● TÂCHE À RÉALISER:
Veuillez résumer l'extrait ci-dessous en deux phrases.

● EXTRAIT:
===
Si les Jacobins avaient été un produit imprévu de la Révolution française, le XIXe siècle, avec Marx puis Lénine tend à faire du parti révolutionnaire une condition préalable de la Révolution, le prolétariat dans son ignorance ne sachant pas ce qui est bon pour lui. Paradoxalement, il joint à cette croyance au pouvoir démiurgique de l'action politique l'idée d'un cours inévitable de l'histoire, que cette action est supposée réaliser.
Jacobinisme libéral
Dans son livre Le révolutionnaire, l'expert et le geek (2015), Gaspard Koenig plaide pour un jacobinisme libéral pour lequel la mission de l'État consiste à émanciper l’individu de tous les corps intermédiaires qui pourraient lui imposer leur tutelle (collectivités locales, régions...) : l'individu devrait avoir affaire directement avec l'État. Il est donc en faveur de la centralisation et opposé à la subsidiarité que prônent la plupart des libéraux. En particulier, contrairement aux libertariens, il exige un État jacobin fort, disposant de certains monopoles (en autres, l'enseignement) :
- Les libertariens, quant à eux, rejettent le concept que j'ai emprunté à l'historien Pierre Rosanvallon de jacobinisme libéral. Ils envisagent en effet leur liberté personnelle dans une relation ouvertement conflictuelle avec l'idée même d'État. Or, à mon sens, une société sans État est tout sauf une société d'individus libres.
===
● DONNÉES EXTRAITES:
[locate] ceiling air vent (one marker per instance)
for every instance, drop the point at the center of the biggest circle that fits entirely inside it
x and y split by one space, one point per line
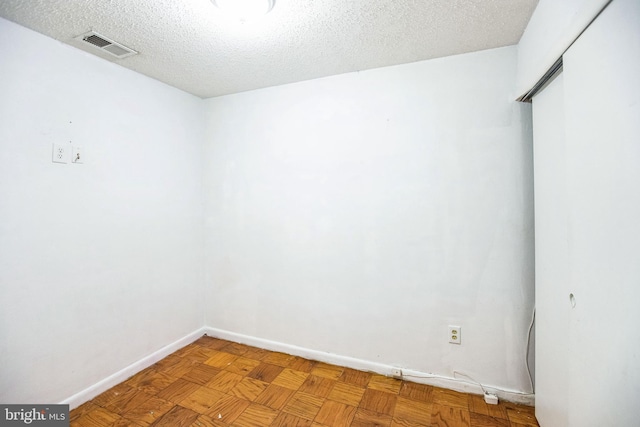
107 45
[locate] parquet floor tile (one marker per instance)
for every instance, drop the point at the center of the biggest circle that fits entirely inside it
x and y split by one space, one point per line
214 382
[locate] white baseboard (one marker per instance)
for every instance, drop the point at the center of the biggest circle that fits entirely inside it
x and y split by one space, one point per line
335 359
123 374
366 365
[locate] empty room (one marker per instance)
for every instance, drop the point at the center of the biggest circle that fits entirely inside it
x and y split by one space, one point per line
320 213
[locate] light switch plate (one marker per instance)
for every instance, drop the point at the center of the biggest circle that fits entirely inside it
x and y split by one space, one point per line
60 153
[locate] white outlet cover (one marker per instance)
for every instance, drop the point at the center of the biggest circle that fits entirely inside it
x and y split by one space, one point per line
455 334
77 154
60 153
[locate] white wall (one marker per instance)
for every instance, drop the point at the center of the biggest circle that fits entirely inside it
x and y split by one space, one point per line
100 263
588 204
361 214
553 284
603 174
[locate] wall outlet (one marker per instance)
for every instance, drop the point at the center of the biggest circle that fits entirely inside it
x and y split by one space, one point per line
60 153
77 154
455 334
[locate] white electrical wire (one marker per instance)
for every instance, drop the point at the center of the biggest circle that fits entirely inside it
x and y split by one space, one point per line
526 361
526 354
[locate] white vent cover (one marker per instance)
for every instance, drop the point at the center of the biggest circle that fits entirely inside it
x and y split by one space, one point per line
105 44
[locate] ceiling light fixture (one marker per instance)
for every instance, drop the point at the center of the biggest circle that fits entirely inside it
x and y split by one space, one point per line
245 10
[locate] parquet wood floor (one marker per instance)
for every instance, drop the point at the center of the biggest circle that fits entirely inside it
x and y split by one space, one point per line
214 382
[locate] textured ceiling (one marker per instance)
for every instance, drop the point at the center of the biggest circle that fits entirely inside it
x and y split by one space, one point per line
189 45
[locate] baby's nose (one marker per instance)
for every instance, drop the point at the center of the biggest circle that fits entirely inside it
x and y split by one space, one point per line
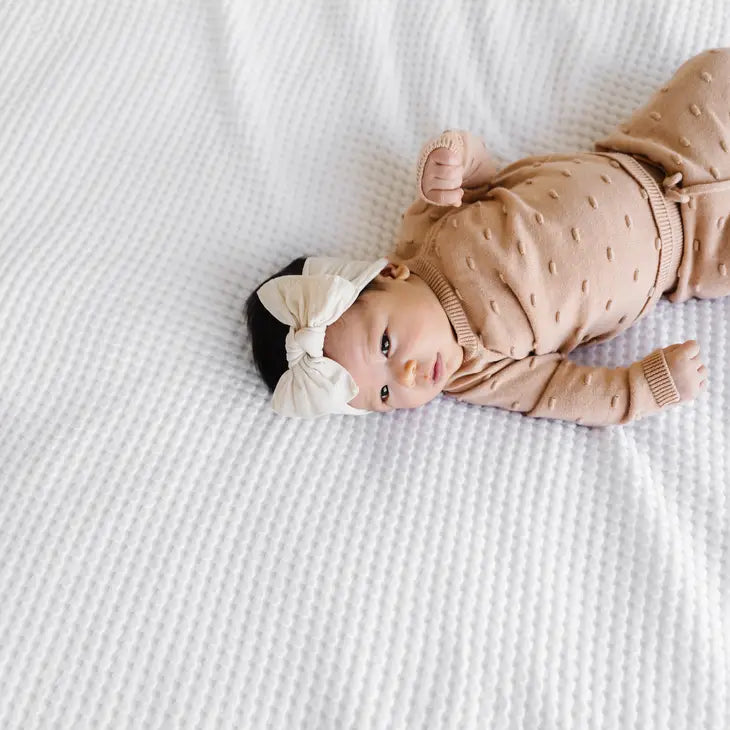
407 375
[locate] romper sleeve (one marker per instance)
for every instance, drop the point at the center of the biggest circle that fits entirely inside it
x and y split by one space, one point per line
552 386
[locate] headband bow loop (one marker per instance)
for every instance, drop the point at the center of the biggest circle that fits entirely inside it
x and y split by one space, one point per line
315 385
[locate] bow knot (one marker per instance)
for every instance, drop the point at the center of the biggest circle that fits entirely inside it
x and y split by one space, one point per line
304 341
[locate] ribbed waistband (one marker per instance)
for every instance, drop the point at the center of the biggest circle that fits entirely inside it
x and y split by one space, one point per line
666 214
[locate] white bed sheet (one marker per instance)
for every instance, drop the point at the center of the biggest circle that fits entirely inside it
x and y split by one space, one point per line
174 555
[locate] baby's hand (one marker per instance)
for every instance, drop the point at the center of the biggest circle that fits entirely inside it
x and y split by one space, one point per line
688 372
443 175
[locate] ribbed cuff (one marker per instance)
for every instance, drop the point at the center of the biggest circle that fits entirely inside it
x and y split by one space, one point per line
666 214
451 140
659 377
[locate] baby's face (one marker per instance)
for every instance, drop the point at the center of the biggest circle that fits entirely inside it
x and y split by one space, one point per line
390 341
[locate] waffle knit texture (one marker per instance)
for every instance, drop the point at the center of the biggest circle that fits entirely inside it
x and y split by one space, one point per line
173 554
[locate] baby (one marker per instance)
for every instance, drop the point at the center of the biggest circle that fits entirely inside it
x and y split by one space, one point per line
498 275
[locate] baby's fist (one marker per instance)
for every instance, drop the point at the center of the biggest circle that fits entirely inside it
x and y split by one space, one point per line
688 372
443 175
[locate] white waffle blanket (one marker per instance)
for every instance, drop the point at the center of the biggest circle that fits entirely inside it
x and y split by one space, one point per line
174 555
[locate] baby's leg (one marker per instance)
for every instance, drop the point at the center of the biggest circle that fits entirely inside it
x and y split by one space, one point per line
685 128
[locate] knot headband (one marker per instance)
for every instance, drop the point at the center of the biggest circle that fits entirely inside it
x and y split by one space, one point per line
315 385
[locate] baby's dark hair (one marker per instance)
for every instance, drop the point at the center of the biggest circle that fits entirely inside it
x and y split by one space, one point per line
268 335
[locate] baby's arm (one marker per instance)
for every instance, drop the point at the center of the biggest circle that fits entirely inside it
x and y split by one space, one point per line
551 386
448 164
===
● RÉSULTAT CI-DESSOUS:
Au XIXe siècle, avec Marx puis Lénine, le parti révolutionnaire tend à devenir une condition préalable de la Révolution, idée jointe à celle d'un cours inévitable de l'histoire que l'action politique est supposée réaliser. Dans Le révolutionnaire, l'expert et le geek (2015), Gaspard Koenig plaide pour un jacobinisme libéral, centralisateur et doté de certains monopoles comme l'enseignement, où l'État émancipe l'individu des corps intermédiaires, contrairement aux libertariens qui envisagent leur liberté dans une relation conflictuelle avec l'idée même d'État.